*RECORDS SHOWN*.
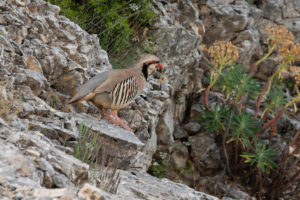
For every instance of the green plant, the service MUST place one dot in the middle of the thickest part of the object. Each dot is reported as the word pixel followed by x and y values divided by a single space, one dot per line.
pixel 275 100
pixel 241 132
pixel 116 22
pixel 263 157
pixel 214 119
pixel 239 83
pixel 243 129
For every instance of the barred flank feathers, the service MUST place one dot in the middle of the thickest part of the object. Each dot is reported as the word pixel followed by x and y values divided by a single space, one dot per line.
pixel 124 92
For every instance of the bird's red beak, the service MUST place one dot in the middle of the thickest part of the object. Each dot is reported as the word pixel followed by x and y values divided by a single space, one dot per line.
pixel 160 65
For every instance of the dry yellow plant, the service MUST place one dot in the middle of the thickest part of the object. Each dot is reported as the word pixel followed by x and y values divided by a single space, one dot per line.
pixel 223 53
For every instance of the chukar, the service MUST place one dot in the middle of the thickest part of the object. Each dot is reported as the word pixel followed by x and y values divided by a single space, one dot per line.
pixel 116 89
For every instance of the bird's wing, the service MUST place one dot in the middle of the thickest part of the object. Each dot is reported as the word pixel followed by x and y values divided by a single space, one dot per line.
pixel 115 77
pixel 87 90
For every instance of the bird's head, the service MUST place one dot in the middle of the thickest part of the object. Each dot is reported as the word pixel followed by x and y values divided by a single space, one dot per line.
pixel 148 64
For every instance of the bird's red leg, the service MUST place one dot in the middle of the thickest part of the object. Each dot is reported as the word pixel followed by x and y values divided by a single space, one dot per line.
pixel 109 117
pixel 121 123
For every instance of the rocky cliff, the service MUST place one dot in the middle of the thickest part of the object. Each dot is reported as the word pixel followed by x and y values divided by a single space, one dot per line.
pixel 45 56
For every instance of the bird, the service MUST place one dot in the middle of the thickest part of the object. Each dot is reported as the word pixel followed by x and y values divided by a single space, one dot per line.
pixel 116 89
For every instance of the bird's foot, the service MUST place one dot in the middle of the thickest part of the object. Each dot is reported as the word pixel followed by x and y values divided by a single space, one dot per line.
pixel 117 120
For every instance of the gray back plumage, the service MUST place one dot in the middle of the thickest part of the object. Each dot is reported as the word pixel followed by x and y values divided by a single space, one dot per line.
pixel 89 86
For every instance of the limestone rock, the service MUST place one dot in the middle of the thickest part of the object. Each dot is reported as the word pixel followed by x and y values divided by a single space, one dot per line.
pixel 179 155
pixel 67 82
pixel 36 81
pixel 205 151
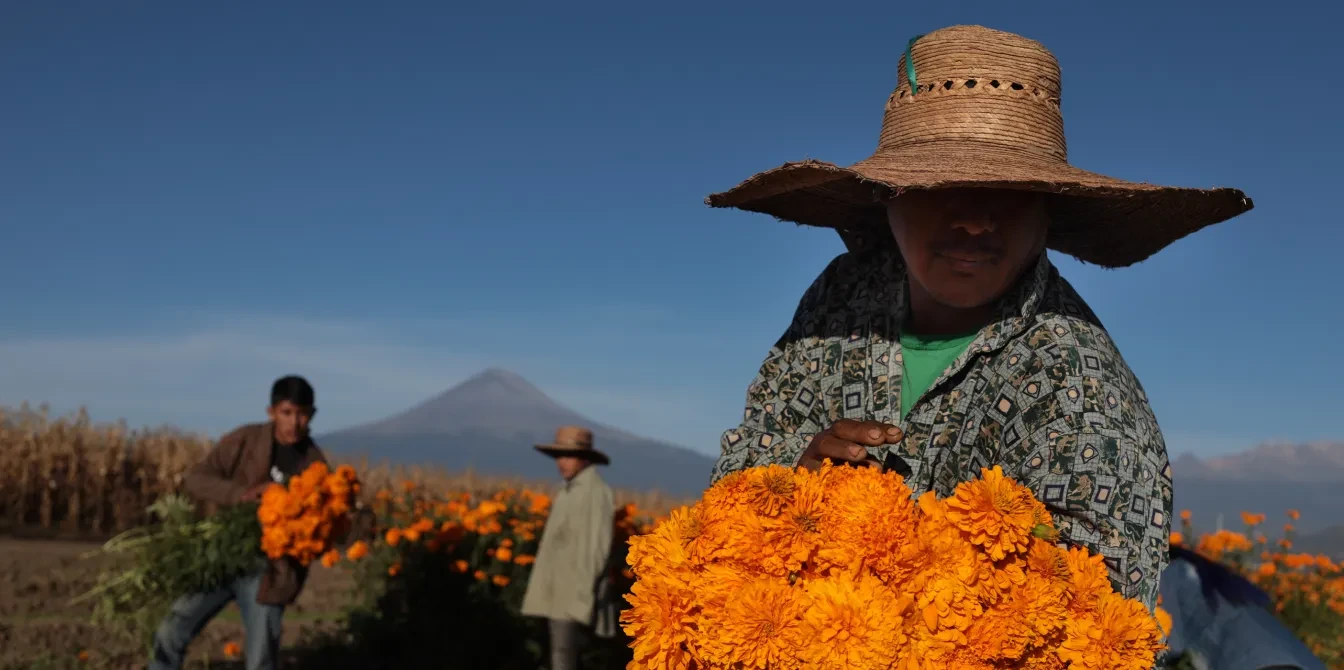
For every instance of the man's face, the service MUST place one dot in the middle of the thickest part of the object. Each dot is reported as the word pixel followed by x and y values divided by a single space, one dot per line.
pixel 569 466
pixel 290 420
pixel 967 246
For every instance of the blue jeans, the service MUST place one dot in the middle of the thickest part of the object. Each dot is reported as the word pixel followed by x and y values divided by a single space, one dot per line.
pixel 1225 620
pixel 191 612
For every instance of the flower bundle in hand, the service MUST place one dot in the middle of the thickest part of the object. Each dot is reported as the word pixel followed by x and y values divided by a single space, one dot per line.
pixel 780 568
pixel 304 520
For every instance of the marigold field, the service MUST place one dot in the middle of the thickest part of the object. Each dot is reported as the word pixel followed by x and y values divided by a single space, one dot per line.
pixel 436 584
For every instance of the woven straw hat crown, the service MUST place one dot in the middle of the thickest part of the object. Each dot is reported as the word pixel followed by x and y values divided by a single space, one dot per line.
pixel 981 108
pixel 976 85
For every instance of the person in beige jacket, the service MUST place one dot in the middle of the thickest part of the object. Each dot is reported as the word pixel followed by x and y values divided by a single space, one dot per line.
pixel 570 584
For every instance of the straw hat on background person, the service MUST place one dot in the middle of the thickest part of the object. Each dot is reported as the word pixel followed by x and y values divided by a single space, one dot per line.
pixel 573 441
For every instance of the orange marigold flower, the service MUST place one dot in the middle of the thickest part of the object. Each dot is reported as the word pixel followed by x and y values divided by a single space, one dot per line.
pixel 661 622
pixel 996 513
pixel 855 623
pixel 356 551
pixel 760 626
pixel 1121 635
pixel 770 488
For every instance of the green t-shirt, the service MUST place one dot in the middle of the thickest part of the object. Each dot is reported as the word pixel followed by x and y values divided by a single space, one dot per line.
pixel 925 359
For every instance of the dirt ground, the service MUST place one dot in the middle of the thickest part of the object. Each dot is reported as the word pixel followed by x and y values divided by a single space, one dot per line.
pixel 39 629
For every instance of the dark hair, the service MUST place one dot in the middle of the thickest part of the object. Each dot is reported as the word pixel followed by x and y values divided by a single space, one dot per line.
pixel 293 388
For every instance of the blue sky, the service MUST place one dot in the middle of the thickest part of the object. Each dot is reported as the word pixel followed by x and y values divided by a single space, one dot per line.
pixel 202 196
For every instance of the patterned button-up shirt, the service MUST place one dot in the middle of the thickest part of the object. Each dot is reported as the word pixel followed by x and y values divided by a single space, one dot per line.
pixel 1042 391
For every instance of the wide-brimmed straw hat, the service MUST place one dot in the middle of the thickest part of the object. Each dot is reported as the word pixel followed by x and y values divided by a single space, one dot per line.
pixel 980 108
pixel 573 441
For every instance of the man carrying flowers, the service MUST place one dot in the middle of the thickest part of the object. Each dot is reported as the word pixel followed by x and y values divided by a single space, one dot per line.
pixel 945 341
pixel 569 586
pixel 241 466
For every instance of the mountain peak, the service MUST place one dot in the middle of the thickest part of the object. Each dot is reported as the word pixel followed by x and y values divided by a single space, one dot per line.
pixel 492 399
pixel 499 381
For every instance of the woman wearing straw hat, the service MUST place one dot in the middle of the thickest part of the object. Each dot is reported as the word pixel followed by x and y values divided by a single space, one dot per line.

*WRITTEN PROBLEM*. Turn the entries above into a two-column CSV with the headers instruction and points, one row per entry. Begin at the line that has "For every instance of the bird's foot, the" and stop after the line that has "pixel 304 520". Quote each field, replace line breaks with spaces, and leave out the pictures.

*CORRECT RESPONSE*.
instruction,points
"For every instance of the bird's foot, the service MUST place one dot in the middle of the thickest part of the object. Each dot is reported as the word pixel followed by x and y values divided by a single space, one dot per line.","pixel 117 120"
"For every instance of the gray back plumage, the service MUST place one dot in the middle of the thickest part of the object. Each dot is reported as the word pixel followed by x and y values divided by a single space, one dot per line.","pixel 89 86"
"For every instance of the limestone rock, the service MUST place one dot in the middle of the thickest part of the object. Each dot is reported as the word pixel followed by x and y values divided by a single space, one dot per line.","pixel 179 155 pixel 67 82 pixel 36 81 pixel 205 151"
"For every instance of the man's face, the service MUST place one dot in the middle of the thickest part of the object. Each dot is reported as the word pixel followed by x and y values divided by a single space, one dot per line.","pixel 569 466 pixel 290 420 pixel 967 246"
"For every instance of the blue jeans, the service MUST place one dot in the middle of the thickest part of the object. Each dot is reported as the word pixel followed by x and y values divided by a single space, one dot per line.","pixel 1225 620 pixel 191 612"
"For every instance of the flower bundle in hand, the service MUST place one dot in the middle of the thickest part of the object. Each dot is reported as the word pixel followed by x and y values divided by a single space, one dot per line.","pixel 780 568 pixel 304 520"